◆ Exercise goal
Copy out every one of the lines below word for word, changing nothing.

◆ Data entries
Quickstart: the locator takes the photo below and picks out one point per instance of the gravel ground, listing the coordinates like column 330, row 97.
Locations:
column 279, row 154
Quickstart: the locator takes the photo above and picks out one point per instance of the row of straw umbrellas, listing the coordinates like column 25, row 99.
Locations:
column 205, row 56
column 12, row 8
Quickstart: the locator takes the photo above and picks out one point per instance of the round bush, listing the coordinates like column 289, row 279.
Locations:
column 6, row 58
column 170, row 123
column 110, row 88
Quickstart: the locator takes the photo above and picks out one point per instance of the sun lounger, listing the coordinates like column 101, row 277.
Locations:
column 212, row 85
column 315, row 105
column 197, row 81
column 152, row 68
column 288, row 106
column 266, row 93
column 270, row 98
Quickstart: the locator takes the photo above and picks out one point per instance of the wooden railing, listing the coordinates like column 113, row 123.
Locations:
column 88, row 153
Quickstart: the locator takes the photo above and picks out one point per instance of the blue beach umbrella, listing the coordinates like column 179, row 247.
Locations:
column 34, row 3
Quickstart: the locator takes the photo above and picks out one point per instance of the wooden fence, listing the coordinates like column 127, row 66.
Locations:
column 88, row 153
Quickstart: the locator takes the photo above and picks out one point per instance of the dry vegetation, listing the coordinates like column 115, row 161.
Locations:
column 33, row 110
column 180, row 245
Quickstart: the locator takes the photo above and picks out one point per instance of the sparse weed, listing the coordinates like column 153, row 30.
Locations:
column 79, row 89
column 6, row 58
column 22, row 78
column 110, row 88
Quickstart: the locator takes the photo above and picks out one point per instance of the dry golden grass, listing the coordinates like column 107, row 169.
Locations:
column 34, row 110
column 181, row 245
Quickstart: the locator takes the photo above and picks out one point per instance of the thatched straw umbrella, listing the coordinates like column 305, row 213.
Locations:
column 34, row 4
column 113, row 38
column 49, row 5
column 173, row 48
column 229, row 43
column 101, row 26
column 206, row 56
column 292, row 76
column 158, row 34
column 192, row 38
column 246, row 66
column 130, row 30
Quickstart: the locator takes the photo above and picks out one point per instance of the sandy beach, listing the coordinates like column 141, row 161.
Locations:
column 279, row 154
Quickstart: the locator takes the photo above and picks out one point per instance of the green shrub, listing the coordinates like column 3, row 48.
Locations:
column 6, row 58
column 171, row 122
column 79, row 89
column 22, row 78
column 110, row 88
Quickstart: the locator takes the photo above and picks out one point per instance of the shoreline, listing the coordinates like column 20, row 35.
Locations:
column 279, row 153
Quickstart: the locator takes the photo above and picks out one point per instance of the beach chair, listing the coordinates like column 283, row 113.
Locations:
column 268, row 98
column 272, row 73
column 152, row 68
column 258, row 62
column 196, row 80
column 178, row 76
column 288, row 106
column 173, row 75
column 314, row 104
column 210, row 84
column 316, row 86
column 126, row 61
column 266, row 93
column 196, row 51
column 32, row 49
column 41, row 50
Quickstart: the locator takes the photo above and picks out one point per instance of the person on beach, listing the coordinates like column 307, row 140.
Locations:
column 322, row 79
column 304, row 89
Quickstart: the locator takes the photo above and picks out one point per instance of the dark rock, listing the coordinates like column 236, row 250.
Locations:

◆ Task solution
Quickstart: the locator takes the photo below and picks out one point per instance of the gravel ground, listing the coordinates like column 330, row 97.
Locations:
column 279, row 154
Quickstart: the locator takes the photo above and picks out one point per instance of the row of straw umbrellas, listing the coordinates like column 25, row 99.
Locations:
column 205, row 56
column 12, row 8
Quickstart: the locator takes the photo above and picks out one point per instance of the round bush, listing the coordinates like column 289, row 279.
Locations:
column 6, row 58
column 170, row 123
column 110, row 88
Quickstart: the locator takes the photo above and picks out one point per instance of the sun lounger, listing the coordinates like column 101, row 277.
Locations:
column 212, row 85
column 315, row 105
column 197, row 81
column 152, row 68
column 288, row 106
column 266, row 93
column 270, row 98
Quickstart: the locator takes the photo above and picks out one point per instance of the wooden railing, listing the coordinates like column 113, row 123.
Locations:
column 88, row 153
Quickstart: the locator takes the photo above and picks out one point per instance of the blue beach umbrella, listing the coordinates like column 179, row 247.
Locations:
column 34, row 3
Quickstart: the locator takes the photo above and picks out one point per instance of the wooden fence, listing the coordinates like column 127, row 66.
Locations:
column 88, row 153
Quickstart: the locator takes the photo above and picks out one point per instance of the dry vegetation, listing the coordinates like column 115, row 161.
Locations:
column 33, row 110
column 180, row 245
Quickstart: the locator takes the photo above and picks out one point per instance of the sparse weed, listing the coordinates like column 153, row 30.
Locations:
column 79, row 89
column 6, row 58
column 22, row 78
column 110, row 88
Quickstart: the locator takes the photo above and picks out one point per instance of the dry golden grass, listing the coordinates like column 107, row 169.
Locations:
column 34, row 110
column 181, row 245
Quickstart: the locator takes the photo above and picks out one point per instance of the thatched straw umbrella, listing the coordinates like column 305, row 213.
Locations:
column 34, row 4
column 113, row 38
column 49, row 5
column 173, row 48
column 229, row 43
column 101, row 26
column 206, row 56
column 292, row 76
column 158, row 34
column 192, row 38
column 246, row 66
column 130, row 30
Quickstart: the locator takes the photo above and picks out one point per instance of the sandy beach, listing the coordinates like column 141, row 161.
Locations:
column 279, row 154
Quickstart: the locator takes the photo above and picks out one point per instance of the green shrub, listing the coordinates like column 3, row 48.
Locations:
column 6, row 58
column 171, row 122
column 79, row 89
column 22, row 78
column 110, row 88
Quickstart: the locator takes the photo above and picks out one point per instance of the shoreline, listing the coordinates like column 20, row 35.
Locations:
column 279, row 153
Quickstart: the locator takes the photo above and picks out one point per instance of the beach chair, listing the coordinates like column 283, row 113.
Locations:
column 268, row 98
column 272, row 73
column 152, row 68
column 258, row 62
column 196, row 80
column 178, row 76
column 288, row 106
column 173, row 75
column 314, row 104
column 210, row 84
column 316, row 86
column 126, row 61
column 266, row 93
column 196, row 51
column 32, row 49
column 41, row 50
Quickstart: the locator takes the photo above and picks out one point per instance of the person on beach, listing the coordinates like column 307, row 140.
Locations:
column 322, row 79
column 304, row 89
Quickstart: the locator takes the photo above and picks out one point per instance of the dark rock, listing the coordinates like column 236, row 250.
Locations:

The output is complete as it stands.